### Extract

****************************************

Intervals
| Time Limit: 2000MS | Memory Limit: 65536K | |
| Total Submissions: 21758 | Accepted: 8191 |
Description
You are given n closed, integer intervals [ai, bi] and n integers c1, ..., cn.
Write a program that:
reads the number of intervals, their end points and integers c1, ..., cn from the standard input,
computes the minimal size of a set Z of integers which has at least ci common elements with interval [ai, bi], for each i=1,2,...,n,
writes the answer to the standard output.
Input
The first line of the input contains an integer n (1 <= n <= 50000) -- the number of intervals. The following n lines describe the intervals. The (i+1)-th line of the input contains three integers ai, bi and ci separated by single spaces and such that 0 <=
ai <= bi <= 50000 and 1 <= ci <= bi - ai+1.
Output
The output contains exactly one integer equal to the minimal size of set Z sharing at least ci elements with interval [ai, bi], for each i=1,2,...,n.
Sample Input
5 3 7 3 8 10 3 6 8 1 1 3 1 10 11 1
Sample Output
6
Source
AC代码:
#include<cstring>
#include<iostream>
#include<stdio.h>
#include<stack>
using namespace std;
struct Node{
int v,w;
int next;
}Edge[150010];
int n,k;
int mx,mn;
int head[50005];
int spfa(){
stack <int> st;
int vis[50005],dis[50005];
for(int i=mn;i<=mx;i++){
vis[i]=0;
dis[i]=-999999;
}
dis[mn]=0;
st.push(mn);
while(!st.empty()){
int u=st.top(); st.pop();
vis[u]=0;
for(int i=head[u];i;i=Edge[i].next){
int v=Edge[i].v;
if(dis[v]<dis[u]+Edge[i].w){
dis[v]=dis[u]+Edge[i].w;
if(!vis[v]){
st.push(v);
vis[v]=1;
}
}
}
}
return dis[mx];
}
int main(){
while(scanf("%d",&n)!=EOF){
memset(head,0,sizeof(head));
mn=999999; mx=0;
k=0;
while(n--){
int x,y,s;
scanf("%d%d%d",&x,&y,&s);
y++;
mn=min(x,mn); mx=max(y,mx);
k++;
Edge[k].v=y; Edge[k].w=s;
Edge[k].next=head[x];
head[x]=k;
}
for(int i=mn;i<mx;i++){
k++;
Edge[k].v=i+1; Edge[k].w=0;
Edge[k].next=head[i];
head[i]=k;
k++;
Edge[k].v=i; Edge[k].w=-1;
Edge[k].next=head[i+1];
head[i+1]=k;
}
printf("%d\n",spfa());
}
return 0;
}

****************************************

### Stored data
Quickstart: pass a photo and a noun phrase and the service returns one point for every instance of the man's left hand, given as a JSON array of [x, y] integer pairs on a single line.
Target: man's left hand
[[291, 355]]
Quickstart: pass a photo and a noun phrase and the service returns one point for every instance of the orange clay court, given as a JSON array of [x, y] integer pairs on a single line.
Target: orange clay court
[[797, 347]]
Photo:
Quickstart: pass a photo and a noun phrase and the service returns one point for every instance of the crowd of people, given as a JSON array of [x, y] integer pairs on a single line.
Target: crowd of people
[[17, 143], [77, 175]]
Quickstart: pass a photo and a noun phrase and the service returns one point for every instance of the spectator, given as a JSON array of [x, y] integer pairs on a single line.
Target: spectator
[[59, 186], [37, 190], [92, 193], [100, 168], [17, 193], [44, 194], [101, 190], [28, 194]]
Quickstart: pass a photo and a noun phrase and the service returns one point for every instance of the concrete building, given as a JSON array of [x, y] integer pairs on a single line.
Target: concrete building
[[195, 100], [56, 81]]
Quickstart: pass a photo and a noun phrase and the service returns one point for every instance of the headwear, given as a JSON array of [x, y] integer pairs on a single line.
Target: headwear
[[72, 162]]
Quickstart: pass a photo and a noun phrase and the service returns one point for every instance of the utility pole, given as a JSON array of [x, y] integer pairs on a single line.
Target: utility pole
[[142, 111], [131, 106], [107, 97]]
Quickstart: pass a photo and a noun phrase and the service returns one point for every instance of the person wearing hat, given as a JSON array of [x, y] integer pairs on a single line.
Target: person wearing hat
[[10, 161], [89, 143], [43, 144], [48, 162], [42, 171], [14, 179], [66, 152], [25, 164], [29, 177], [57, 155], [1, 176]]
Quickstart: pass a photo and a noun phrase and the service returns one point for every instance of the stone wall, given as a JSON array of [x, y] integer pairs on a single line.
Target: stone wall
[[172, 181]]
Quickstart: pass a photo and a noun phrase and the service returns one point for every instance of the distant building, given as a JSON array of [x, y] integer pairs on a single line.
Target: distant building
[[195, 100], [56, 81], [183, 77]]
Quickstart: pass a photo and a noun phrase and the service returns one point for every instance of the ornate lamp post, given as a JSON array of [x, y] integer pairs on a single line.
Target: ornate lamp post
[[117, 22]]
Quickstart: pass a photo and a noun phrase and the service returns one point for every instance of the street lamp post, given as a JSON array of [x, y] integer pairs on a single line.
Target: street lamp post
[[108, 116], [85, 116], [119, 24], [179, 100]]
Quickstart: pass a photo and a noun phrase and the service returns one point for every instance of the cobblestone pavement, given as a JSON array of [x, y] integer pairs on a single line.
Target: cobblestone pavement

****************************************

### What to work on
1: Reproduce verbatim the passage of the Intervals problem page starting with "Write a program" and going on through "<= bi - ai+1.".
2: Answer these from the Intervals problem page:
(a) What time limit does the problem set?
(b) What is the largest value n may take?
(c) What value is given as the sample output?

### Results for each task
1:
Write a program that:
reads the number of intervals, their end points and integers c1, ..., cn from the standard input,
computes the minimal size of a set Z of integers which has at least ci common elements with interval [ai, bi], for each i=1,2,...,n,
writes the answer to the standard output.
Input
The first line of the input contains an integer n (1 <= n <= 50000) -- the number of intervals. The following n lines describe the intervals. The (i+1)-th line of the input contains three integers ai, bi and ci separated by single spaces and such that 0 <=
ai <= bi <= 50000 and 1 <= ci <= bi - ai+1.

2:
(a) 2000MS
(b) 50000
(c) 6